Records shown
= = = = =

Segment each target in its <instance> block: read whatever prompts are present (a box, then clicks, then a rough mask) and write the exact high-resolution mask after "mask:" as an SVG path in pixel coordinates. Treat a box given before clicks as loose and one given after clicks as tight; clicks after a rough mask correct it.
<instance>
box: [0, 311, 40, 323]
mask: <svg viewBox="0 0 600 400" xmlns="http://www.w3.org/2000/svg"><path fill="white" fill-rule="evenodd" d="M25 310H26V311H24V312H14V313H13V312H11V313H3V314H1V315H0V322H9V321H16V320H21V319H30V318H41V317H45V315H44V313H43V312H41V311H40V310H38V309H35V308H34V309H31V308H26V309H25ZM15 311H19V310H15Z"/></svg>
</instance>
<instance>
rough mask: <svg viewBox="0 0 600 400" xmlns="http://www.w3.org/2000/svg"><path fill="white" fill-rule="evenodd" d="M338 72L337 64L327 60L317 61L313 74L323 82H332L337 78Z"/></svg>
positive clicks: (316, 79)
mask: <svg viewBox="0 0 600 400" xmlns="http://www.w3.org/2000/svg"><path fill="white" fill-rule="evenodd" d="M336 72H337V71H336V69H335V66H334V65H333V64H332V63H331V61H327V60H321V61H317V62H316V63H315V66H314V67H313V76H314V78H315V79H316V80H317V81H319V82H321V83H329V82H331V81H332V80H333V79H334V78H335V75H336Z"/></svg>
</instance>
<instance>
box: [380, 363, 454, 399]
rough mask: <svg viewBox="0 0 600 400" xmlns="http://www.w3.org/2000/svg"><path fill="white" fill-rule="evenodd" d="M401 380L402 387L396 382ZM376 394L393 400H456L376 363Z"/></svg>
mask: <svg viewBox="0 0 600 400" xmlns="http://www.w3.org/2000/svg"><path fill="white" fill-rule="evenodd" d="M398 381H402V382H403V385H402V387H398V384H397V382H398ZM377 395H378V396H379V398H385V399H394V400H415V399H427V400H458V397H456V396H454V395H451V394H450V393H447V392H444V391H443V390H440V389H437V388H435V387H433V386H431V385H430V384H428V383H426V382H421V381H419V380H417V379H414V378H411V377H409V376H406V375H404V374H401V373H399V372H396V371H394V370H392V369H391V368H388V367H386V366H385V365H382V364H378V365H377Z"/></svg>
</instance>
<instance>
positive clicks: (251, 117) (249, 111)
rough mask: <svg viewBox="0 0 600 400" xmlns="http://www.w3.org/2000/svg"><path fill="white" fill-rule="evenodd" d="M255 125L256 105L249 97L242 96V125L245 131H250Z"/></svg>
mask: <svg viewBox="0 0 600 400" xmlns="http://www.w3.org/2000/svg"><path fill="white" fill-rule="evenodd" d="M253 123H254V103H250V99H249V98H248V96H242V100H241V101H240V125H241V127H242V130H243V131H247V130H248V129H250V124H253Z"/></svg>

= = = = =

Exercise details
Return the listing above in its exact form.

Exercise answer
Segment each target in its <instance> block: read whatever prompts are present (a box, then clicks, then a rough mask) and write the exact high-resolution mask after "mask:" as an SVG path in pixel coordinates. Treat a box given before clicks as loose and one given after clicks as tight; clicks after a rough mask correct it.
<instance>
box: [0, 311, 40, 323]
mask: <svg viewBox="0 0 600 400" xmlns="http://www.w3.org/2000/svg"><path fill="white" fill-rule="evenodd" d="M25 310H26V311H24V312H14V313H13V312H11V313H3V314H1V315H0V322H9V321H16V320H21V319H30V318H41V317H45V315H44V313H43V312H41V311H40V310H38V309H35V308H34V309H31V308H26V309H25ZM15 311H19V310H15Z"/></svg>
</instance>
<instance>
rough mask: <svg viewBox="0 0 600 400" xmlns="http://www.w3.org/2000/svg"><path fill="white" fill-rule="evenodd" d="M338 72L337 64L327 60L317 61L313 74L323 82H332L337 78Z"/></svg>
positive clicks: (316, 79)
mask: <svg viewBox="0 0 600 400" xmlns="http://www.w3.org/2000/svg"><path fill="white" fill-rule="evenodd" d="M336 72H337V71H336V69H335V66H334V65H333V64H332V63H331V61H327V60H321V61H317V62H316V63H315V66H314V67H313V76H314V78H315V79H316V80H317V81H319V82H321V83H329V82H331V81H332V80H333V79H334V78H335V75H336Z"/></svg>
</instance>
<instance>
box: [380, 363, 454, 399]
rough mask: <svg viewBox="0 0 600 400" xmlns="http://www.w3.org/2000/svg"><path fill="white" fill-rule="evenodd" d="M401 380L402 387L396 382ZM376 394L393 400H456L376 363Z"/></svg>
mask: <svg viewBox="0 0 600 400" xmlns="http://www.w3.org/2000/svg"><path fill="white" fill-rule="evenodd" d="M398 381H402V382H403V385H402V387H398V384H397V382H398ZM377 395H378V396H379V398H385V399H394V400H415V399H427V400H458V397H456V396H454V395H451V394H450V393H447V392H444V391H443V390H440V389H437V388H435V387H433V386H431V385H430V384H428V383H426V382H421V381H419V380H417V379H414V378H411V377H409V376H406V375H404V374H401V373H399V372H396V371H394V370H392V369H391V368H388V367H386V366H385V365H382V364H378V365H377Z"/></svg>
</instance>
<instance>
positive clicks: (251, 117) (249, 111)
rough mask: <svg viewBox="0 0 600 400" xmlns="http://www.w3.org/2000/svg"><path fill="white" fill-rule="evenodd" d="M255 125L256 105L249 97L242 96V125L245 131H250Z"/></svg>
mask: <svg viewBox="0 0 600 400" xmlns="http://www.w3.org/2000/svg"><path fill="white" fill-rule="evenodd" d="M253 123H254V103H250V99H249V98H248V96H242V100H241V101H240V125H241V127H242V130H243V131H247V130H248V129H250V124H253Z"/></svg>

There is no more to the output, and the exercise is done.